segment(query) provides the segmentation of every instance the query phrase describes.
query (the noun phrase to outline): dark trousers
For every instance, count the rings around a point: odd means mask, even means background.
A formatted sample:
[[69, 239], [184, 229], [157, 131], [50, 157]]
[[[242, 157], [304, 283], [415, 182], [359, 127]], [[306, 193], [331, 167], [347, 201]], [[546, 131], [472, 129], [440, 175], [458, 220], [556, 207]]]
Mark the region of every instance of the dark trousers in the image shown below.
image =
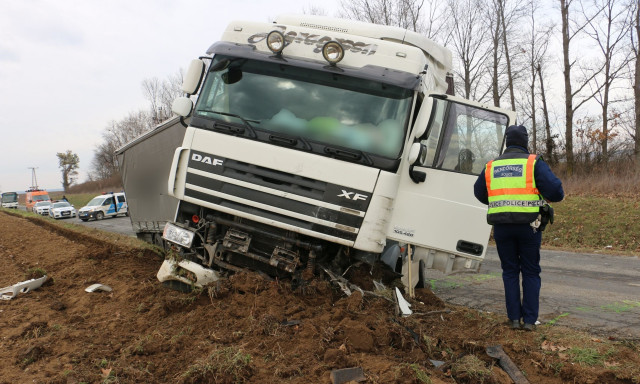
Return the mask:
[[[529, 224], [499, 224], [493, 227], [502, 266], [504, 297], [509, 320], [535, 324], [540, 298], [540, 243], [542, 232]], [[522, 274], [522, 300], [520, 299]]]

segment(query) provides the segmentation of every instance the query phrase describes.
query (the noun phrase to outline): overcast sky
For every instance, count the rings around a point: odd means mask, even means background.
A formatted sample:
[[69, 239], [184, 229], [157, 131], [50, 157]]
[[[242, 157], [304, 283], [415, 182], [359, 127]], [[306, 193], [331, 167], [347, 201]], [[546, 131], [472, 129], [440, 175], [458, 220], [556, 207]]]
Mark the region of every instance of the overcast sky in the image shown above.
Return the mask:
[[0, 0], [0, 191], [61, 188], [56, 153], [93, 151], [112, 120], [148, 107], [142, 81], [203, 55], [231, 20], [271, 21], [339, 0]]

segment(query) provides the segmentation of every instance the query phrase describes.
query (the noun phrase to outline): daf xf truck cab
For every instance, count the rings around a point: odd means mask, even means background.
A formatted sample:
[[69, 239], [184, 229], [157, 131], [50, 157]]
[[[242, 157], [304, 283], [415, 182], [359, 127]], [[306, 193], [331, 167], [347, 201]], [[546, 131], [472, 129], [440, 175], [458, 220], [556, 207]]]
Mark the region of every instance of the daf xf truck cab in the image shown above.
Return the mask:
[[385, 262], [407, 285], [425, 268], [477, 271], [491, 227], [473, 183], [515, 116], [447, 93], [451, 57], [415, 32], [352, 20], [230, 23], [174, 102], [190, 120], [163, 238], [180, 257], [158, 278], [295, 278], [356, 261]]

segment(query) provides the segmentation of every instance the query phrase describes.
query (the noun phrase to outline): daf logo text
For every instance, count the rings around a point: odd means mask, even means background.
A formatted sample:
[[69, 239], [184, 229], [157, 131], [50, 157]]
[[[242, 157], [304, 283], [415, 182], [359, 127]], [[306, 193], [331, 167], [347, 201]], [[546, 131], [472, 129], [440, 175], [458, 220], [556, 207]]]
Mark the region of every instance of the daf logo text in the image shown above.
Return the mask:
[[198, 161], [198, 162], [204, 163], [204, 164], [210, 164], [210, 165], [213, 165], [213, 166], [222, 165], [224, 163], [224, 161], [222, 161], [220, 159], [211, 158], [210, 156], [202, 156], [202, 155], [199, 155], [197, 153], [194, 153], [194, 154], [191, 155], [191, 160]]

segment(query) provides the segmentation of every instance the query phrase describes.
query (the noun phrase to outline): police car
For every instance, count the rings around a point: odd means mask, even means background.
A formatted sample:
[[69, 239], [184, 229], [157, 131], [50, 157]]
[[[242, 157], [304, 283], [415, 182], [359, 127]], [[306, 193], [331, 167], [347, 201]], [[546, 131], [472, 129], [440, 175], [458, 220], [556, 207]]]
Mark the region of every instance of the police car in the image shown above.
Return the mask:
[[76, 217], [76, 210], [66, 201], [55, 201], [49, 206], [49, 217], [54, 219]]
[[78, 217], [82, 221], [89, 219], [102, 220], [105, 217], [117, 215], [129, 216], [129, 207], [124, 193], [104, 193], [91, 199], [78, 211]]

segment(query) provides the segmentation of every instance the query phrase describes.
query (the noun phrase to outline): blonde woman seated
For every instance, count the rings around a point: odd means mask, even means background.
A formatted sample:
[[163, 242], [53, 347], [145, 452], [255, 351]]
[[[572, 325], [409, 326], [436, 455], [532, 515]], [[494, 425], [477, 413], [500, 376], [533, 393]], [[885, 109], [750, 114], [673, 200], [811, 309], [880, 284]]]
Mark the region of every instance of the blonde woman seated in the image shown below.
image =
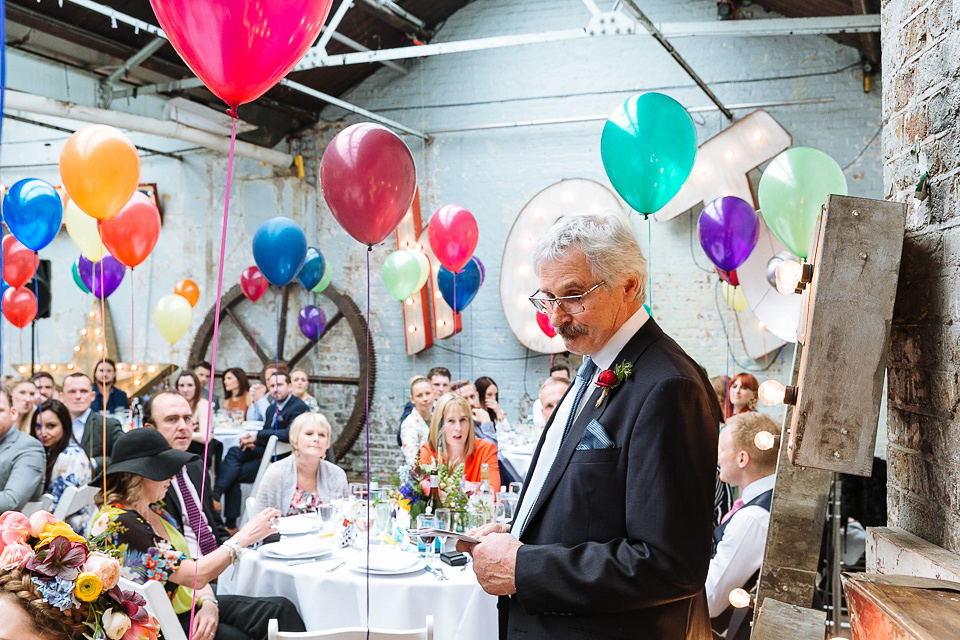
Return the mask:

━━━━━━━━━━━━━━━━━━━━━━━━━━━━━━

WORK ITEM
Give every line of the records above again, exactly, and omit the pictures.

RESULT OF THIS TASK
segment(query) provides the segmentation of every instance the query phrase describes.
query (the noun phrase to outline): dark trousers
For every instance, count the rings around a point: odd means mask, even means background.
A formatted sample:
[[69, 239], [184, 229], [157, 131], [50, 157]]
[[[242, 157], [304, 283], [415, 182], [359, 127]], [[306, 193], [331, 167], [347, 201]], [[546, 131], [472, 129], [440, 175], [458, 220], [556, 207]]]
Mark the region of every instance of the dark trousers in the image shown below.
image =
Return the mask:
[[[529, 224], [499, 224], [493, 227], [502, 266], [504, 297], [509, 320], [535, 324], [540, 298], [540, 243], [542, 232]], [[522, 274], [522, 300], [520, 299]]]

segment(query) provides the segmentation of every instance the query phrase describes.
query (the noun phrase to outline): overcast sky
For every instance, count the rings around a point: odd means mask, even means background.
A formatted sample:
[[69, 239], [184, 229], [157, 131], [50, 157]]
[[[242, 157], [304, 283], [415, 182], [359, 127]], [[306, 193], [331, 167], [347, 201]], [[546, 131], [472, 129], [440, 175], [458, 220], [556, 207]]]
Mark the region of every instance of the overcast sky in the image shown above.
Return the mask:
[[0, 0], [0, 191], [61, 188], [56, 153], [93, 151], [112, 120], [148, 107], [142, 81], [203, 55], [231, 20], [271, 21], [339, 0]]

segment(query) provides the segmentation of every instance the query phrase describes.
query (the noun phrase to outline): daf xf truck cab
For every instance, count the rings around a point: odd means mask, even means background.
A formatted sample:
[[69, 239], [184, 229], [157, 131], [50, 157]]
[[[242, 157], [304, 283], [415, 182], [359, 127]], [[306, 193], [331, 167], [347, 201]], [[546, 131], [472, 129], [440, 175], [458, 220], [556, 207]]]
Mark the region of every instance of the daf xf truck cab in the image shown above.
Return the mask:
[[385, 262], [407, 285], [425, 268], [477, 271], [491, 227], [473, 183], [515, 116], [447, 93], [451, 57], [415, 32], [352, 20], [230, 23], [174, 102], [190, 120], [163, 238], [180, 257], [158, 278], [295, 278], [356, 261]]

segment(query) provides the segmentation of every instance the query phrase describes.
query (the noun phrase to outline): daf logo text
For every instance, count the rings around a point: odd means mask, even means background.
A formatted sample:
[[69, 239], [184, 229], [157, 131], [50, 157]]
[[[242, 157], [304, 283], [415, 182], [359, 127]], [[306, 193], [331, 167], [347, 201]], [[546, 131], [472, 129], [440, 175], [458, 220], [556, 207]]]
Mark the region of every instance of the daf logo text in the image shown above.
Return the mask:
[[198, 161], [198, 162], [204, 163], [204, 164], [210, 164], [210, 165], [213, 165], [213, 166], [222, 165], [224, 163], [224, 161], [222, 161], [220, 159], [211, 158], [210, 156], [202, 156], [202, 155], [199, 155], [197, 153], [194, 153], [194, 154], [191, 155], [191, 160]]

segment(query) provides the segmentation of every instance the query phrase describes.
query (the noun phrase to outline): police car
For every instance, count the rings around a point: odd means mask, even means background.
A formatted sample:
[[69, 239], [184, 229], [157, 131], [50, 157]]
[[[242, 157], [304, 283], [415, 182], [359, 127]], [[306, 193], [331, 167], [347, 201]], [[546, 131], [472, 129], [440, 175], [458, 220], [556, 207]]]
Mark the region of every instance of the police car in the image shown above.
Return the mask:
[[76, 217], [76, 210], [66, 201], [55, 201], [49, 206], [49, 217], [54, 219]]
[[78, 217], [82, 221], [89, 219], [102, 220], [105, 217], [117, 215], [129, 216], [129, 207], [124, 193], [104, 193], [91, 199], [78, 211]]

segment(query) provides the segmentation of every instance the query phrase describes.
query (the noun phrase to outline): blonde woman seated
For every instance, count the rings around a point: odd means mask, even means background.
A formatted sample:
[[163, 242], [53, 347], [145, 452], [255, 351]]
[[[572, 325], [409, 326], [436, 455], [532, 515]], [[494, 425], [477, 413], [500, 376], [533, 393]], [[885, 109], [750, 114], [673, 200], [811, 309], [880, 284]]]
Mark the region of every instance of the blonde woman seated in the image shown below.
image =
Return the mask:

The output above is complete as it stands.